The data present in the slides as well books had many pronouns like “It”, which made the generation of questions difficult for the system as the system was unable to form a link between multiple “It” and original reference, this is described later in the challenges as well. So for my model, I had to manually change those pronouns like “It” to the given original reference so that my system is able to generate appropriate questions.

VI.        Fine tuning of Data

The data which I used for testing the system had many inconsistencies as well. Lets discuss them in detail.

A.    Extracting data from Images

The data that I was using had power point slides and flow charts and images with textual information.

In order to generate questions from the flowchart and images having textual information, I had to write a python script to extract the textual information from the images. Along with the algorithm, I made use of pdf reader package of python to enhance the extraction process from images.

• The tasks:
- a) In the data preparation text, condense the paragraph beginning "In order to generate questions from the flowchart" into a shorter version that keeps its main facts.
- b) Repeat a section of the data preparation text word for word, beginning at the words "The data which" and stopping after "process from images.".

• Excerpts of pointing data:
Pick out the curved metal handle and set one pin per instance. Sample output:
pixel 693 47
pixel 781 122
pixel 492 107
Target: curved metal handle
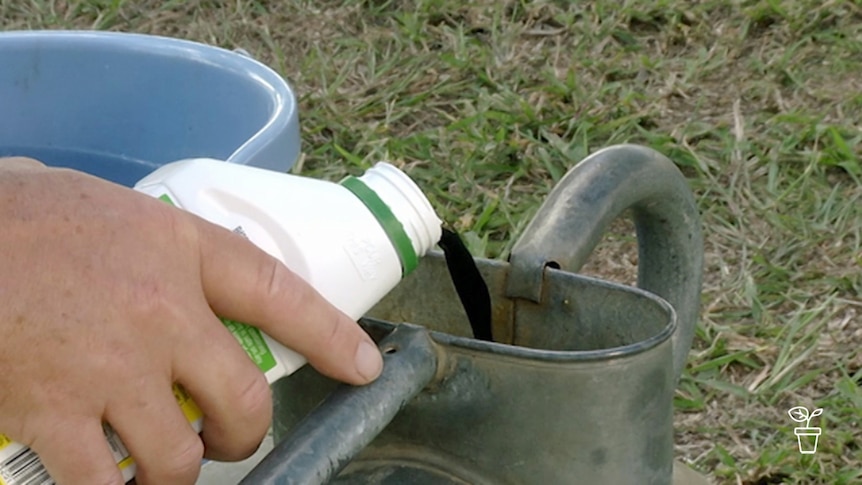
pixel 351 417
pixel 572 220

• Problem solutions:
- a) To generate questions from flowcharts and images containing text, a Python script was written to extract that text. Python's PDF reader package was used alongside the algorithm to improve extraction from the images.

- b)
The data which I used for testing the system had many inconsistencies as well. Lets discuss them in detail.

A.    Extracting data from Images

The data that I was using had power point slides and flow charts and images with textual information.

In order to generate questions from the flowchart and images having textual information, I had to write a python script to extract the textual information from the images. Along with the algorithm, I made use of pdf reader package of python to enhance the extraction process from images.